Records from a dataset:
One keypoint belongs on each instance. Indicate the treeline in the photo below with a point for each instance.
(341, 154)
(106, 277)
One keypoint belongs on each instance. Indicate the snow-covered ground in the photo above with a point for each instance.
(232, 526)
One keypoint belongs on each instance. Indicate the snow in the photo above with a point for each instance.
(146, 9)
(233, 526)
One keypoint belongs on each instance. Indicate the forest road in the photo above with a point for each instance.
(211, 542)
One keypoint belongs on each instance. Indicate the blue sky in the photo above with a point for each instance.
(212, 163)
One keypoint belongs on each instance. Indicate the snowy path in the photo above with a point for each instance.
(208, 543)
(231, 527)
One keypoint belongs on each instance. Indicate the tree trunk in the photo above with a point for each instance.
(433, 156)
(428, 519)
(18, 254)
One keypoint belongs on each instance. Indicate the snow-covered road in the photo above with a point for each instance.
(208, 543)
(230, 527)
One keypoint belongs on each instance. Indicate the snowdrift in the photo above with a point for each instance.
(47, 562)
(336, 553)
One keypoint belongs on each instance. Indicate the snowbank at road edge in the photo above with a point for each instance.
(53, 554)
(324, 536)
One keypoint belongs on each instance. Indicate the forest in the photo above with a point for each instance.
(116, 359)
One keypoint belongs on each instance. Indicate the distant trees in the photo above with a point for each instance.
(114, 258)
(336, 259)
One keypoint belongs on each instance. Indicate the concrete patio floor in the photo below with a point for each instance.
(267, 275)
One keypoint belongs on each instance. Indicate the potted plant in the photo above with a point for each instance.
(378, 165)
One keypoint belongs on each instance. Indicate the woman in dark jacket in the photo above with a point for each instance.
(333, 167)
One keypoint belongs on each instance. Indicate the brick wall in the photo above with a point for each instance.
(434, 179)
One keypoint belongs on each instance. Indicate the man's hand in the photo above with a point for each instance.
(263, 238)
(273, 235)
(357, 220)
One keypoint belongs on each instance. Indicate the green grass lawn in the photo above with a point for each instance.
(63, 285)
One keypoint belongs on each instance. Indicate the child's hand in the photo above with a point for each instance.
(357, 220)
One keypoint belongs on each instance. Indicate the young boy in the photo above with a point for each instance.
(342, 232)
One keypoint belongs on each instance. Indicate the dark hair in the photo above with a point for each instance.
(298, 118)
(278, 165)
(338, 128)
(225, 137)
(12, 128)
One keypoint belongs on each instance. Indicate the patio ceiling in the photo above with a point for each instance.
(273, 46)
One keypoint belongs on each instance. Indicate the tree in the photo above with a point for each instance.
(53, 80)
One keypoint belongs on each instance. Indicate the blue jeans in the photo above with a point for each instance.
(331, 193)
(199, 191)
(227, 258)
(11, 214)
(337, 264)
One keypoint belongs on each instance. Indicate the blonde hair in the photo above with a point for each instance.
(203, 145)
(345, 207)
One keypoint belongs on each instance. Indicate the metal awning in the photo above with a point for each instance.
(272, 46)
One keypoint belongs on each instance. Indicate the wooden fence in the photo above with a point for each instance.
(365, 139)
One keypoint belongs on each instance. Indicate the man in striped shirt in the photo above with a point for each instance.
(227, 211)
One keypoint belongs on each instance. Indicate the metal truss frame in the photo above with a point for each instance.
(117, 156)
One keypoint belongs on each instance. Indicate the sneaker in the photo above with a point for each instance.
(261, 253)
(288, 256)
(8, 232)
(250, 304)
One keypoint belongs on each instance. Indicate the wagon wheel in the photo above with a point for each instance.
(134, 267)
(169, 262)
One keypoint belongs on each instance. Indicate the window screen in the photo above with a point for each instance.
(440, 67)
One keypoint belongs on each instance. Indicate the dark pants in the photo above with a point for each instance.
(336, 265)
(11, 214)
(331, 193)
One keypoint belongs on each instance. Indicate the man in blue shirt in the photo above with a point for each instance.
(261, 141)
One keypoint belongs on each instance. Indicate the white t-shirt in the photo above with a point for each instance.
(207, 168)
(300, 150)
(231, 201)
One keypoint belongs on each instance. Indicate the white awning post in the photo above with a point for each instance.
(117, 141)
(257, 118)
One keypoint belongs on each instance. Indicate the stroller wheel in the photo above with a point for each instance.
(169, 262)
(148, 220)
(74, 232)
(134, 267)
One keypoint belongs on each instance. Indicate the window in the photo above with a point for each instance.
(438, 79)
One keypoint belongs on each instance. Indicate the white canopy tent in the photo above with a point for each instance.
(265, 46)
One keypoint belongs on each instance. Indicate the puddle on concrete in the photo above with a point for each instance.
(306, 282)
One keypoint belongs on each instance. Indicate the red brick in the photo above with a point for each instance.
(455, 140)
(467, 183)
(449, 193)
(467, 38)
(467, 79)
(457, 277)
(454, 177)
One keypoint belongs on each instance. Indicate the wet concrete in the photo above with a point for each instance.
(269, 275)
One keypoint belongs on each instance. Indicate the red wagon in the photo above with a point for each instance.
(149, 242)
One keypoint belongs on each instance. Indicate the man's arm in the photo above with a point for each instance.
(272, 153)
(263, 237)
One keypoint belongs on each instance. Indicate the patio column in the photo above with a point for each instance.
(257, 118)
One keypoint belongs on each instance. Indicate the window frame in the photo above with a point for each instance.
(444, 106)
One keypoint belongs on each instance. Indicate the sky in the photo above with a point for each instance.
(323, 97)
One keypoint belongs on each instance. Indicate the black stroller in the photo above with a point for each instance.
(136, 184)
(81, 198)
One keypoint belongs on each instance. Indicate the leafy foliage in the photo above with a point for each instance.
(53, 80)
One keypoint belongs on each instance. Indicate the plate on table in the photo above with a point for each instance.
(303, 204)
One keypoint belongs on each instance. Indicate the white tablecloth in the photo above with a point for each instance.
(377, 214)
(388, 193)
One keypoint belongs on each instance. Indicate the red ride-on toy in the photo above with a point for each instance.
==
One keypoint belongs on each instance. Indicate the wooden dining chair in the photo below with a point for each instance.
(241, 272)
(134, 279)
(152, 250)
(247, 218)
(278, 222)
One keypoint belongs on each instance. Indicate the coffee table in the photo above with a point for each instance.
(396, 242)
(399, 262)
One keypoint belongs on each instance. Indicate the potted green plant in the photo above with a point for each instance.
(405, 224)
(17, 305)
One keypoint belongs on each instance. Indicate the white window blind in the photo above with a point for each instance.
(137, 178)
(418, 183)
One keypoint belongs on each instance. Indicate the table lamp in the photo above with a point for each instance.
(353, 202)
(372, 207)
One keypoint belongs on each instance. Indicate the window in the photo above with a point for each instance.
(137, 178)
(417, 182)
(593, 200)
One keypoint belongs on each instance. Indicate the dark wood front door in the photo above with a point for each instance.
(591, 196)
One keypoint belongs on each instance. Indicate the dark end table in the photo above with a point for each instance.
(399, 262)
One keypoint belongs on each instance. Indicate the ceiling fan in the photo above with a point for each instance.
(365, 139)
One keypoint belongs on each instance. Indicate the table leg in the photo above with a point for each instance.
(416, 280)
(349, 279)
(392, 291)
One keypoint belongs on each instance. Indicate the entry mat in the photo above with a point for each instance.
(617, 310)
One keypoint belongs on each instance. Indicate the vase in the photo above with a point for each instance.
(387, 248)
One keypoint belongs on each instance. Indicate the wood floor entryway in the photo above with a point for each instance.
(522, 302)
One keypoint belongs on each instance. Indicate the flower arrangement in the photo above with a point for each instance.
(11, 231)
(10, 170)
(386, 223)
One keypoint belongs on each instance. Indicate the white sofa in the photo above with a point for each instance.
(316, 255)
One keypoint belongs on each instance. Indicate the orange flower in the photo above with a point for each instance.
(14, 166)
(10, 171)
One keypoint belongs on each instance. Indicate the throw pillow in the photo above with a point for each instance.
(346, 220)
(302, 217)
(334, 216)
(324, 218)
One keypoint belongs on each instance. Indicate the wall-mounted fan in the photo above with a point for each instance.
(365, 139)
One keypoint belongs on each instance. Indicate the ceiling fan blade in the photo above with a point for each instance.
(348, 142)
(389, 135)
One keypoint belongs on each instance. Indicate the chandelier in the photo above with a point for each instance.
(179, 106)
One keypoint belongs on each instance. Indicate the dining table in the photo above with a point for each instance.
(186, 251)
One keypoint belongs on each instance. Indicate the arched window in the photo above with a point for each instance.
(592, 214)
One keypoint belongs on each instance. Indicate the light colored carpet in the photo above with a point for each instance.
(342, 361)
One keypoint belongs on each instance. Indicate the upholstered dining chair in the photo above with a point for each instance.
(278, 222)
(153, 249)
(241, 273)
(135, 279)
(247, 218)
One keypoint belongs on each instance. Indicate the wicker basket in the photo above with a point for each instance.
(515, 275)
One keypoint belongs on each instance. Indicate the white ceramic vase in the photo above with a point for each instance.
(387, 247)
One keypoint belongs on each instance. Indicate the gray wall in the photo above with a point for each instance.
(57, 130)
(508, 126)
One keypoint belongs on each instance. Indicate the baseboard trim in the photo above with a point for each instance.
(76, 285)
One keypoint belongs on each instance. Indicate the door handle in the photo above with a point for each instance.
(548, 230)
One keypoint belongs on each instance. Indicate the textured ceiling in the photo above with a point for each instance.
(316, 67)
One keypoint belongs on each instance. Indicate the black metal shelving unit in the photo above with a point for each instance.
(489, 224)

▶ _Activity_: Take the line above containing "One keypoint belongs on each instance. Indicate the man's arm", the line containing "One keypoint belongs on each instance. Indicate the red ride-on", and all lines in between, and copy them exactly without anything else.

▶ _Response_:
One keypoint belongs on each instance. Indicate the man's arm in the photo above with a point for each instance.
(272, 153)
(263, 237)
One keypoint belongs on each instance. Indicate the patio column in the photo above with a point for each instance.
(257, 118)
One keypoint belongs on each instance. Indicate the window frame in the photo above with a point for each instance.
(444, 106)
One keypoint belongs on each instance. Indicate the sky in the photo above with a point for each instance.
(323, 97)
One keypoint belongs on each instance. Indicate the black stroller in the photo above with a point for each instance.
(136, 184)
(81, 198)
One keypoint belongs on each instance. Indicate the leafy foliage in the photo above with a point for each instance.
(53, 80)
One keypoint belongs on each instance. Indicate the plate on table in the photo above with a point for each instance.
(303, 204)
One keypoint belongs on each instance. Indicate the white tablecloth in the photo above with a point for each instance.
(377, 214)
(388, 193)
One keypoint belongs on each instance. Indicate the red ride-on toy in the photo above with a point for each instance.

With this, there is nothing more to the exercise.